• _Stated goal_
Lay out each line of the records below as a Markdown table with the columns "No." and "Line", numbering the rows in order and skipping blank lines. Leave the pictures out.

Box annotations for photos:
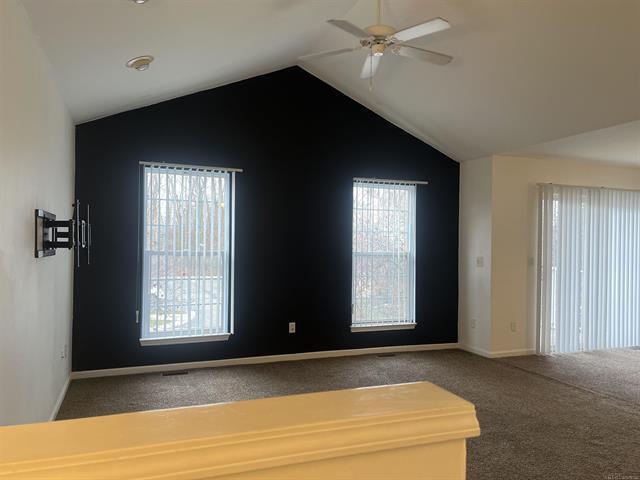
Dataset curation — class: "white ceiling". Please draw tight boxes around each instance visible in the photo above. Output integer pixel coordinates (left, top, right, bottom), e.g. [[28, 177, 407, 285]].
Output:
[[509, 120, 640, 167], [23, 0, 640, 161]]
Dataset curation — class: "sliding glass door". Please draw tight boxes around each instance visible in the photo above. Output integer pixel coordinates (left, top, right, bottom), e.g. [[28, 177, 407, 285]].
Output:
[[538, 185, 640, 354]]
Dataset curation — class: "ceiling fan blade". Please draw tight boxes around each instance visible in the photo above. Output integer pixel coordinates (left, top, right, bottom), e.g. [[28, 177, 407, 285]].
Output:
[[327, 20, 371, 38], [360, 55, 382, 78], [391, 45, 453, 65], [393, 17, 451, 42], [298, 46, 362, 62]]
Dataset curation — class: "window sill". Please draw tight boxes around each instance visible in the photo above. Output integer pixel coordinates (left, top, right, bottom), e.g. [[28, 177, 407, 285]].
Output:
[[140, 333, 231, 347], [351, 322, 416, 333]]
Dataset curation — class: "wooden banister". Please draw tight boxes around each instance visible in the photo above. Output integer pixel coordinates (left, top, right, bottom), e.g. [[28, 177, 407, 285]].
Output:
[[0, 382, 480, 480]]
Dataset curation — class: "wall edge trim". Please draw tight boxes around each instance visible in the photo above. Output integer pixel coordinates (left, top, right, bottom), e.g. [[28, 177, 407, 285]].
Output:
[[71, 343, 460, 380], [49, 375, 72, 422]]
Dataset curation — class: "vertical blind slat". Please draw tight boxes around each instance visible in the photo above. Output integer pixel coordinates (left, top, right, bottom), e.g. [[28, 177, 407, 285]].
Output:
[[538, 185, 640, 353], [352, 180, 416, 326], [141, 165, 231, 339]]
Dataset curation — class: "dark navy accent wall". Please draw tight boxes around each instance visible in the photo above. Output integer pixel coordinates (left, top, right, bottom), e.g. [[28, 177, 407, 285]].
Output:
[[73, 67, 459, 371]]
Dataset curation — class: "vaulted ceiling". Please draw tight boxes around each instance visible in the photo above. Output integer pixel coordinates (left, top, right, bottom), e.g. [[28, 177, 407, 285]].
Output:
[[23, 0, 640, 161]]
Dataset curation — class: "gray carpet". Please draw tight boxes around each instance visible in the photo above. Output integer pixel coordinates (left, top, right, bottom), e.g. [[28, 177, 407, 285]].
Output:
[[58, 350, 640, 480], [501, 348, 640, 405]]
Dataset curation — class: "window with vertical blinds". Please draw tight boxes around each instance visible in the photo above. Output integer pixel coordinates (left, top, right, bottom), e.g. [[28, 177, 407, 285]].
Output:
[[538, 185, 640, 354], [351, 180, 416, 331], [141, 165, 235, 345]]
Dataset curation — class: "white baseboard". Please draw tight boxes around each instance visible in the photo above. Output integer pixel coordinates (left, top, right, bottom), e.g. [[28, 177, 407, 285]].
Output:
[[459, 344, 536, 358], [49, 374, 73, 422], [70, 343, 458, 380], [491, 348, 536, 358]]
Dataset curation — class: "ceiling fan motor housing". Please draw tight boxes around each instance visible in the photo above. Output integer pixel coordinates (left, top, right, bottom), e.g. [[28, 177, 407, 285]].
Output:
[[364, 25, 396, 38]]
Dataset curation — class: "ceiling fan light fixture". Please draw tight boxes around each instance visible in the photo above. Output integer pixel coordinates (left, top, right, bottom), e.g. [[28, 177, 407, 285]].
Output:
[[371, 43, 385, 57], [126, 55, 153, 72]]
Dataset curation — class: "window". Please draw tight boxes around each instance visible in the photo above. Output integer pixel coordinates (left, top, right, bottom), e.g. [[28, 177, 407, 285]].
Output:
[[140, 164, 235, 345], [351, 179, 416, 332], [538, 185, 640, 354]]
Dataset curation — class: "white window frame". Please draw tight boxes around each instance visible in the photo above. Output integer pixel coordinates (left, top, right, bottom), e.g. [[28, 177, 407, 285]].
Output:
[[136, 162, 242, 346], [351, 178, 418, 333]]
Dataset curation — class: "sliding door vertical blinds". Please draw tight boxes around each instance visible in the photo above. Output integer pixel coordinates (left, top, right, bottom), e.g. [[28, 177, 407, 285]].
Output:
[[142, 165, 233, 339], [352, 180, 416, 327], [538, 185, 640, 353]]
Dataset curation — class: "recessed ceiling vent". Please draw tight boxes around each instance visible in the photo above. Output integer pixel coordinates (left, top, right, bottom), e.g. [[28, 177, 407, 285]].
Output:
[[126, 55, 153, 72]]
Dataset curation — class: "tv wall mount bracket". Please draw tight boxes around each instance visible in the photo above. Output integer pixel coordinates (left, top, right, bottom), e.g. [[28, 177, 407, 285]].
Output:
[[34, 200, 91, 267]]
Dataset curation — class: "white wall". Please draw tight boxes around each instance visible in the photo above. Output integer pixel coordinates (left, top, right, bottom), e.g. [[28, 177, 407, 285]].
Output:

• _Correct answer_
| No. | Line |
|---|---|
| 1 | Dataset curation — class: "white ceiling". Please draw tight boxes around each instance visible in the photo above. Output integer pixel coordinates (left, top, right, bottom), e.g. [[28, 177, 407, 285]]. |
| 2 | Output: |
| 3 | [[509, 120, 640, 167], [23, 0, 640, 161]] |
| 4 | Dataset curation — class: "sliding glass door". Please draw tight boxes around each instance visible in the photo above. Output integer pixel coordinates (left, top, right, bottom), e.g. [[28, 177, 407, 285]]. |
| 5 | Output: |
| 6 | [[538, 185, 640, 354]] |
| 7 | Dataset curation — class: "ceiling fan blade". Please draw tight boxes around each instance visible in the photo above. Output integer pixel coordinates (left, top, right, bottom), e.g. [[28, 177, 407, 285]]. |
| 8 | Output: |
| 9 | [[327, 20, 371, 38], [360, 55, 382, 78], [391, 45, 453, 65], [393, 17, 451, 42], [298, 46, 362, 62]] |
| 10 | Dataset curation — class: "window sill". Please draw tight boxes around each instance visible in the photo above. Output integer pixel coordinates (left, top, right, bottom), e.g. [[28, 177, 407, 285]]. |
| 11 | Output: |
| 12 | [[140, 333, 231, 347], [351, 322, 416, 333]] |
| 13 | Dataset curation — class: "wooden banister". Please draw tight boxes around each instance visible in the photo above. Output integer pixel coordinates (left, top, right, bottom), e.g. [[28, 177, 407, 285]]. |
| 14 | Output: |
| 15 | [[0, 382, 480, 480]] |
| 16 | Dataset curation — class: "wall edge trim". Please draw tight boxes around each instance visible in the photo above. Output integer pixel coordinates (left, top, right, bottom), e.g. [[28, 177, 407, 285]]. |
| 17 | Output: |
| 18 | [[71, 343, 460, 380], [49, 375, 72, 422]] |
| 19 | Dataset curation — class: "vertical blind slat". Please draw tight boxes around each instance visible in the photo above. Output integer pixel coordinates (left, top, right, bottom), e.g. [[28, 177, 407, 285]]. |
| 20 | Output: |
| 21 | [[538, 185, 640, 353], [352, 180, 416, 326], [141, 165, 231, 339]] |
| 22 | Dataset curation — class: "dark navy accent wall". Please draw tight boxes around each instance visible in the photo above. Output integer pixel coordinates (left, top, right, bottom), e.g. [[28, 177, 407, 285]]. |
| 23 | Output: |
| 24 | [[73, 67, 459, 371]] |
| 25 | Dataset curation — class: "vaulted ceiling". Please draw tight boxes around each instance visible in the photo above. Output integer pixel coordinates (left, top, right, bottom), e.g. [[28, 177, 407, 285]]. |
| 26 | Output: |
| 27 | [[23, 0, 640, 161]] |
| 28 | Dataset curation — class: "gray carpet". Please draw tight boxes around each instance visible in the photo above. Output integer pixel coordinates (left, top, right, bottom), e.g. [[28, 177, 407, 285]]. |
| 29 | Output: |
| 30 | [[58, 350, 640, 480], [501, 348, 640, 405]] |
| 31 | Dataset curation — class: "window with vertical blinds". Please draw tight boxes around each instance visible in the photo above. Output integer pixel coordinates (left, top, right, bottom), e.g. [[28, 177, 407, 285]]. |
| 32 | Output: |
| 33 | [[538, 185, 640, 354], [351, 180, 416, 331], [141, 165, 235, 345]] |
| 34 | Dataset curation — class: "white baseboard". Please draw tight boxes around each instance visible in the photo above. Output integer pixel coordinates (left, top, right, bottom), e.g. [[28, 177, 407, 285]]. |
| 35 | Output: |
| 36 | [[459, 344, 536, 358], [49, 374, 73, 422], [70, 343, 458, 380], [491, 348, 536, 358]] |
| 37 | Dataset curation — class: "ceiling fan motor housing". Please draw tight boxes around each instance visible in the photo above. Output integer pixel coordinates (left, top, right, bottom), e.g. [[28, 177, 407, 285]]. |
| 38 | Output: |
| 39 | [[364, 25, 396, 38]] |
| 40 | Dataset curation — class: "ceiling fan light fixture". Please draw tight boxes around each instance visible in the photo above. Output integer pixel coordinates (left, top, right, bottom), e.g. [[28, 177, 407, 285]]. |
| 41 | Output: |
| 42 | [[371, 43, 385, 57], [126, 55, 153, 72]] |
| 43 | Dataset curation — class: "window". Please draw tight boxes around each instance visible in the photo above. Output integer pixel coordinates (left, top, right, bottom), e.g. [[28, 177, 407, 285]]. |
| 44 | Output: |
| 45 | [[140, 164, 235, 345], [351, 179, 416, 332], [538, 185, 640, 354]] |
| 46 | Dataset curation — class: "white window frame". Please draw tight boxes around each instance visible in the photo above. Output integer pixel coordinates (left, top, right, bottom), e.g. [[28, 177, 407, 285]]. |
| 47 | Output: |
| 48 | [[136, 162, 242, 346], [351, 178, 418, 333]] |
| 49 | Dataset curation — class: "sliding door vertical blinds". Please draw tight boxes around each instance visible in the photo above. Output integer pixel coordinates (left, top, right, bottom), e.g. [[28, 177, 407, 285]]. |
| 50 | Output: |
| 51 | [[142, 165, 233, 339], [352, 180, 416, 327], [538, 185, 640, 353]] |
| 52 | Dataset curation — class: "recessed ceiling vent". Please draw tight boxes around each instance visible in the photo above. Output integer pixel coordinates (left, top, right, bottom), e.g. [[28, 177, 407, 285]]. |
| 53 | Output: |
| 54 | [[126, 55, 153, 72]] |
| 55 | Dataset curation — class: "tv wall mount bracket". Please draw tight boxes around each instance visible in the photo above. Output integer pixel coordinates (left, top, right, bottom), e.g. [[28, 177, 407, 285]]. |
| 56 | Output: |
| 57 | [[34, 200, 91, 267]] |
| 58 | Dataset curation — class: "white wall". Please draw tight boxes around each instance visible in the photo above. Output integer pixel coordinates (left, top, right, bottom), e.g. [[28, 177, 407, 285]]. |
| 59 | Output: |